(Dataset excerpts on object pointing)

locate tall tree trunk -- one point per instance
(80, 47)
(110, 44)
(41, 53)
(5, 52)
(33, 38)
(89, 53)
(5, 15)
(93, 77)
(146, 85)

● **Problem details**: State how many lines in the items above contain the string "trunk", treating case as significant. Give only the number.

● **Complete output**: 1